_Exercise instructions:_ Without including any images, output the listing below exactly.

_Input:_
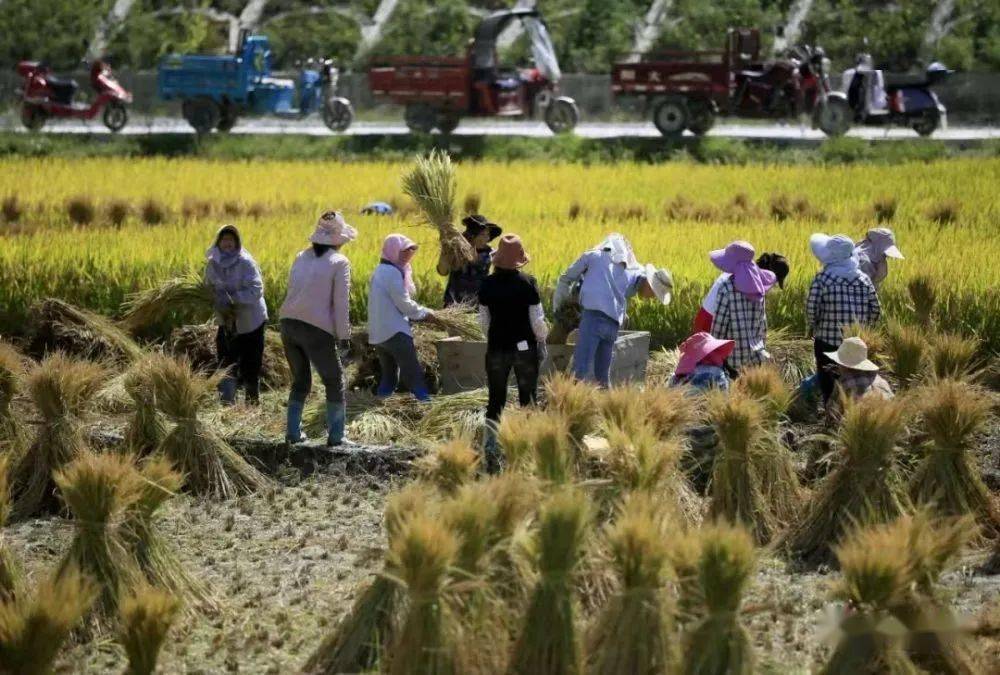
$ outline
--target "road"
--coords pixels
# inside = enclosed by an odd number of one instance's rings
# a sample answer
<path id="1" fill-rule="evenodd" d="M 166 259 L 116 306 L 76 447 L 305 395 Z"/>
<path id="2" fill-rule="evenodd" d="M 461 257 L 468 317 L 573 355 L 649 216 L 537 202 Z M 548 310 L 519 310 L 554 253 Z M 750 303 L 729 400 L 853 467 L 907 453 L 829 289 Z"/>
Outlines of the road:
<path id="1" fill-rule="evenodd" d="M 8 118 L 0 128 L 20 130 L 14 120 Z M 109 133 L 99 121 L 92 122 L 52 120 L 45 126 L 47 133 L 87 134 Z M 184 120 L 171 117 L 135 116 L 123 134 L 170 134 L 191 133 Z M 240 120 L 233 134 L 299 134 L 306 136 L 329 136 L 331 132 L 318 119 L 281 120 L 273 118 Z M 402 123 L 355 122 L 346 135 L 407 134 Z M 582 138 L 660 138 L 660 133 L 651 122 L 584 122 L 575 131 Z M 552 132 L 542 122 L 465 120 L 454 132 L 458 136 L 526 136 L 550 137 Z M 797 124 L 718 124 L 708 134 L 724 138 L 745 138 L 776 141 L 821 141 L 825 138 L 819 130 L 800 127 Z M 916 132 L 906 128 L 857 127 L 848 136 L 869 140 L 917 138 Z M 944 141 L 983 141 L 1000 138 L 998 127 L 949 127 L 939 129 L 933 138 Z"/>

_Response to this exercise:_
$ outline
--target "road"
--coords pixels
# inside = enclosed by an odd number of one instance's rings
# a sample answer
<path id="1" fill-rule="evenodd" d="M 166 259 L 116 306 L 76 447 L 305 395 Z"/>
<path id="2" fill-rule="evenodd" d="M 461 257 L 468 317 L 573 355 L 649 216 L 537 202 Z M 548 310 L 519 310 L 554 253 Z M 750 303 L 729 400 L 853 467 L 907 453 L 829 289 Z"/>
Outlines of the road:
<path id="1" fill-rule="evenodd" d="M 8 118 L 0 128 L 20 130 L 14 120 Z M 109 133 L 99 121 L 92 122 L 52 120 L 45 126 L 47 133 L 87 134 Z M 184 120 L 171 117 L 135 116 L 123 134 L 170 134 L 191 133 Z M 240 120 L 233 134 L 299 134 L 306 136 L 329 136 L 331 132 L 318 119 L 281 120 L 273 118 Z M 402 123 L 355 122 L 346 135 L 407 134 Z M 582 138 L 660 138 L 660 133 L 651 122 L 584 122 L 575 131 Z M 552 132 L 542 122 L 465 120 L 454 132 L 458 136 L 526 136 L 550 137 Z M 797 124 L 718 124 L 708 134 L 724 138 L 745 138 L 776 141 L 821 141 L 825 138 L 819 130 L 800 127 Z M 916 132 L 906 128 L 857 127 L 848 136 L 869 140 L 917 138 Z M 944 141 L 983 141 L 1000 138 L 998 127 L 949 127 L 939 129 L 933 138 Z"/>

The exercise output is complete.